Segmentation mask data
□ □ □ □ □
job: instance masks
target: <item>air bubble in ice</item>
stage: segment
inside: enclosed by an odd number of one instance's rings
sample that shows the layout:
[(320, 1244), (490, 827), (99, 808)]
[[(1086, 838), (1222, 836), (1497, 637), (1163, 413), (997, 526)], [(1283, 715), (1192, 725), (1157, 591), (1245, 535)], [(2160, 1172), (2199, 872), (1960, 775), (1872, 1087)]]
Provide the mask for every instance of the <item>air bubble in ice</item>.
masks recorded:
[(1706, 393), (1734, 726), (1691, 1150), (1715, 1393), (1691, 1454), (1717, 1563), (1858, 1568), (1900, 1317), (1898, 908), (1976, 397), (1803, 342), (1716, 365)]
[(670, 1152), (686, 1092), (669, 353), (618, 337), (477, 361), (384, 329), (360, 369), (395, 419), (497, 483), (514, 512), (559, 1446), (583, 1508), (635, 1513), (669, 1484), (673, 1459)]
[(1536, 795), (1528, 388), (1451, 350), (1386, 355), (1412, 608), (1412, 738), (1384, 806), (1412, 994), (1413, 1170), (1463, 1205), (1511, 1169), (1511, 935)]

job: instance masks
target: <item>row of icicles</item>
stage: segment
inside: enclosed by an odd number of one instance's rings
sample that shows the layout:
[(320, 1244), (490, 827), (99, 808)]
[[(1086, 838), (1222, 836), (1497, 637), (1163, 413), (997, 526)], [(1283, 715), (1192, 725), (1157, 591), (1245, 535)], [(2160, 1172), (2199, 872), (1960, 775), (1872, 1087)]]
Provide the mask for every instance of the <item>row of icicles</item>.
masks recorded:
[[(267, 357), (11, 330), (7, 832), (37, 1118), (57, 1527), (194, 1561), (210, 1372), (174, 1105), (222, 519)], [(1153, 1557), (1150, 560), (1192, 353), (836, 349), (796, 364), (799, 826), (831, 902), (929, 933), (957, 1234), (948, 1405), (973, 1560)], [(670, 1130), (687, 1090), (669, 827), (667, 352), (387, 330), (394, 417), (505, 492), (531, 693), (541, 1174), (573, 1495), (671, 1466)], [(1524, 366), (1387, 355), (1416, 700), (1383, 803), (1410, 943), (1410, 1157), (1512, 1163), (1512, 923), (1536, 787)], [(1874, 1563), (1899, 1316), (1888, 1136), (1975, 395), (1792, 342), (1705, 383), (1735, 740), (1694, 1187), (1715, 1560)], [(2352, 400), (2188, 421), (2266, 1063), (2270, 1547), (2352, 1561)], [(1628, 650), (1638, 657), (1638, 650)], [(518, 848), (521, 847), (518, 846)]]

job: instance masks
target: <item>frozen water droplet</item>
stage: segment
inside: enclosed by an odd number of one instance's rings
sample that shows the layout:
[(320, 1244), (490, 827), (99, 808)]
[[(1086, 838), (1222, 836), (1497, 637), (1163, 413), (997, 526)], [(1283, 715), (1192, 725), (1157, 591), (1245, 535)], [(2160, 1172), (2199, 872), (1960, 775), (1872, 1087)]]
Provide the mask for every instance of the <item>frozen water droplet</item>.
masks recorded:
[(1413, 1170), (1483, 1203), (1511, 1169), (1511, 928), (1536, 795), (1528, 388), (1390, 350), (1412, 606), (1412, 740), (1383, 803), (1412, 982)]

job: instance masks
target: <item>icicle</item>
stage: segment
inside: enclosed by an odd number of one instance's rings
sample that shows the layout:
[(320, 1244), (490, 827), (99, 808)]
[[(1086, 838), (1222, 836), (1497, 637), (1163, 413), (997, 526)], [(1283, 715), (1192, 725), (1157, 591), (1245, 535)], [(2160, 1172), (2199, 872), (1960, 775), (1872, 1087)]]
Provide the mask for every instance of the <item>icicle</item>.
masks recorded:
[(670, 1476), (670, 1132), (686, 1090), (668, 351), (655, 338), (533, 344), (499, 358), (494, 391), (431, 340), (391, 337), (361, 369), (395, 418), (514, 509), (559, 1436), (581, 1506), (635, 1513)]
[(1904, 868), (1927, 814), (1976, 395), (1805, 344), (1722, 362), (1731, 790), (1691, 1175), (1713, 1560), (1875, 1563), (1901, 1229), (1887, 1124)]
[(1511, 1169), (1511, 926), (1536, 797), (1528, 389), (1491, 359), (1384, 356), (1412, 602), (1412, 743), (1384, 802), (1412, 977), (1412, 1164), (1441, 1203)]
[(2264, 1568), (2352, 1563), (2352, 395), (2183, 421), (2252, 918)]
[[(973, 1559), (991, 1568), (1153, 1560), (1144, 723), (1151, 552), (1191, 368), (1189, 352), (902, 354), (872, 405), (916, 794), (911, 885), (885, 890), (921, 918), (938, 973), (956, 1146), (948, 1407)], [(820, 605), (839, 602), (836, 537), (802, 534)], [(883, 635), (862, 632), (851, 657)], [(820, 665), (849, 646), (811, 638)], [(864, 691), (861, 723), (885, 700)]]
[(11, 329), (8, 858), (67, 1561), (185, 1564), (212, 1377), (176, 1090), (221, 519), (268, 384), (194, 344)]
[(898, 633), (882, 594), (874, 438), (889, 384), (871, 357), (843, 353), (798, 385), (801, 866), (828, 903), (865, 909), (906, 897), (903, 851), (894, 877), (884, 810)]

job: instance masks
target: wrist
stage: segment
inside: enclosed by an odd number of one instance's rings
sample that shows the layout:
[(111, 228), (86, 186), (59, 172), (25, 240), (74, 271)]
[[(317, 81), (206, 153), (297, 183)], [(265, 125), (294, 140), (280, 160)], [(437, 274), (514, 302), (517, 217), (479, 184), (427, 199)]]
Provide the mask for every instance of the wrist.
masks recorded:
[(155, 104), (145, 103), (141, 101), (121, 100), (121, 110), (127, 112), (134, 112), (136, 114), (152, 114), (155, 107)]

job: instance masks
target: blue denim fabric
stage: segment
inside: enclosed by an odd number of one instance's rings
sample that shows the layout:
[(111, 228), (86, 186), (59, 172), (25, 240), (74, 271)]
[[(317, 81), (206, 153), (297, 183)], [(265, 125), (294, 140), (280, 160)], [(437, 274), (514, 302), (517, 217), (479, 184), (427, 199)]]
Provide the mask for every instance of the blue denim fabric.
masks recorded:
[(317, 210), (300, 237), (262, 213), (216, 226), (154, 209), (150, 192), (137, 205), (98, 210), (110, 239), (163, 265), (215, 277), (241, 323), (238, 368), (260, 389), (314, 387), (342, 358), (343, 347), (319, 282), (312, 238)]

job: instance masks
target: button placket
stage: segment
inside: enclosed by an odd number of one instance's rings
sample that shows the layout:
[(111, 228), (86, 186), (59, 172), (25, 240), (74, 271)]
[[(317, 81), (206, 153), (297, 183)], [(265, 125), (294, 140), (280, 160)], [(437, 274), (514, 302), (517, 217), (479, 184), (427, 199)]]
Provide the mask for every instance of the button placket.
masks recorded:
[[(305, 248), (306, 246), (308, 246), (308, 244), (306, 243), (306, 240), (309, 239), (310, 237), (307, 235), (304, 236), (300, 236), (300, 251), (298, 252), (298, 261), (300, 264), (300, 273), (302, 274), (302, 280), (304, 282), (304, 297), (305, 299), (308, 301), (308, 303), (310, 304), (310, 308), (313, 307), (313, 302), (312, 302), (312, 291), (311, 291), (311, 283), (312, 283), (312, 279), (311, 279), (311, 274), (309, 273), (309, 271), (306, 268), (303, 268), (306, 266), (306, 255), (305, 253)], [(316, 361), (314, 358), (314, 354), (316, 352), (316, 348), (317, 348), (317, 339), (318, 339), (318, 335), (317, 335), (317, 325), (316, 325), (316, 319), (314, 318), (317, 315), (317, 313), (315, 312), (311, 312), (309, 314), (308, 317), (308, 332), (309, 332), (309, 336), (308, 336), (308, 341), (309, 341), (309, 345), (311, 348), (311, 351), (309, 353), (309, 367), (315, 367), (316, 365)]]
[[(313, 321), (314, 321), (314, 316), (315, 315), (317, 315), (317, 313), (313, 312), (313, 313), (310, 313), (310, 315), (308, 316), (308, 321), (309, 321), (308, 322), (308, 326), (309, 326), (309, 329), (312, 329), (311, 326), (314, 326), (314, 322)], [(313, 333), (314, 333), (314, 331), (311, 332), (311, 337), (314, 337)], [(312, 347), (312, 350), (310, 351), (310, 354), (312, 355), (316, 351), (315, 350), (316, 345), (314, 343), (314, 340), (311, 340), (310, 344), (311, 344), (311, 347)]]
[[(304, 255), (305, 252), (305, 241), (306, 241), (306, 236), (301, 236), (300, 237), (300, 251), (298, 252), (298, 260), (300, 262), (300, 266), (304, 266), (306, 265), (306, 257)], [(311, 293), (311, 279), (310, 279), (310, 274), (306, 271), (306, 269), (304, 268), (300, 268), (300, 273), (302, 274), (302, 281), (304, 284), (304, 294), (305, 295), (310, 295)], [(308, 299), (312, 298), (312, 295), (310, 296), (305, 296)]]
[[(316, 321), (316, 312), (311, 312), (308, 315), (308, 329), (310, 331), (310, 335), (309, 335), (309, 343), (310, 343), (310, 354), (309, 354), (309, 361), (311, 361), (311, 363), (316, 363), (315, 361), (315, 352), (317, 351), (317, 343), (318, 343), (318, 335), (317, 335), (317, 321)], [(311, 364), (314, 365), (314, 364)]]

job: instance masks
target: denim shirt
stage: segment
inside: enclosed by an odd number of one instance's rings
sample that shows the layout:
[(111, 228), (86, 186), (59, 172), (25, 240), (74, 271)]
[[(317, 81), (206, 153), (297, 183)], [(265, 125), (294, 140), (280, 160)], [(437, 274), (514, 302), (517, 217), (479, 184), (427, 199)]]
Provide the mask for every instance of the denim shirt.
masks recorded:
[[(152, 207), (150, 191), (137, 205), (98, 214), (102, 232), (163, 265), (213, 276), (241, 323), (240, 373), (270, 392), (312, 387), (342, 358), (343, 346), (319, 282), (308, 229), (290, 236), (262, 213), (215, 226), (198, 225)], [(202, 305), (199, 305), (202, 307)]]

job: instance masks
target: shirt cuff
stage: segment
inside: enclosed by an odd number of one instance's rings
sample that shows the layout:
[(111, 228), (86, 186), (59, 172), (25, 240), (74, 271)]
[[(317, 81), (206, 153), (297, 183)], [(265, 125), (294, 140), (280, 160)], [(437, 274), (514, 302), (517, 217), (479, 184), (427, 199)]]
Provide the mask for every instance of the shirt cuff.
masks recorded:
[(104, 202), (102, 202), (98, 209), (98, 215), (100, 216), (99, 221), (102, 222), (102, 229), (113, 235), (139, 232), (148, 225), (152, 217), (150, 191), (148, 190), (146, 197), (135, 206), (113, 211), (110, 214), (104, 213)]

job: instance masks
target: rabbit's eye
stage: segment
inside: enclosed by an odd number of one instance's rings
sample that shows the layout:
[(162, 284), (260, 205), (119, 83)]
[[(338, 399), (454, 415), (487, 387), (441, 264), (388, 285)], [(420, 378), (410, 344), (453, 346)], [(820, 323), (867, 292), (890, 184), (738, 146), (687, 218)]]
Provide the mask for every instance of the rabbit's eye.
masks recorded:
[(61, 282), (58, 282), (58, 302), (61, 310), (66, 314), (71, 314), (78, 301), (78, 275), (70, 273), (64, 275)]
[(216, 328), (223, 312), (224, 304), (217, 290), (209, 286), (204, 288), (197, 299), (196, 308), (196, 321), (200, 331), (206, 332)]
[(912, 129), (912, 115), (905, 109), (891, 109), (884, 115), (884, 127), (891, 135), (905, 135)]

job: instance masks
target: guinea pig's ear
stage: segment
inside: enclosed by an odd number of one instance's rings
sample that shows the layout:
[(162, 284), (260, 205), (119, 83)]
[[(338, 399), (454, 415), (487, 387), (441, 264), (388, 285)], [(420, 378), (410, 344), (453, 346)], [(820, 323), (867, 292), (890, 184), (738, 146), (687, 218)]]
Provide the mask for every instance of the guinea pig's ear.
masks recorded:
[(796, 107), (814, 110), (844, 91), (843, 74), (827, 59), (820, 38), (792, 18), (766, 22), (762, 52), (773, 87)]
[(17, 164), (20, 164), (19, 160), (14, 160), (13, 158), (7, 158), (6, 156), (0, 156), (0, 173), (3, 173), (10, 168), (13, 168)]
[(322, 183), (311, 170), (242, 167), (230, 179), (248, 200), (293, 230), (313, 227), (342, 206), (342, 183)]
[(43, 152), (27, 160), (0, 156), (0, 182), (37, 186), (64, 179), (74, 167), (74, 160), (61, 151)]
□ □ □ □ □
(WHAT YOU HAVE TO DO):
Retype the first line of the entries and every line after it, please, through the line that contains "Provide the mask for every instance of the <item>air". Add nothing.

(YOUR RESPONSE):
job: instance masks
target: <item>air bubble in ice</item>
stage: segment
inside: enclosed by an odd number of one instance's rings
sample that shows the layout:
[(320, 1244), (490, 827), (99, 808)]
[[(1086, 838), (1222, 836), (1497, 637), (1163, 413), (997, 526)], [(1283, 715), (1192, 725), (1157, 591), (1245, 535)], [(2160, 1172), (2199, 872), (1960, 775), (1872, 1087)]]
Provide the mask for every instance of the <item>air bubble in ice</item>.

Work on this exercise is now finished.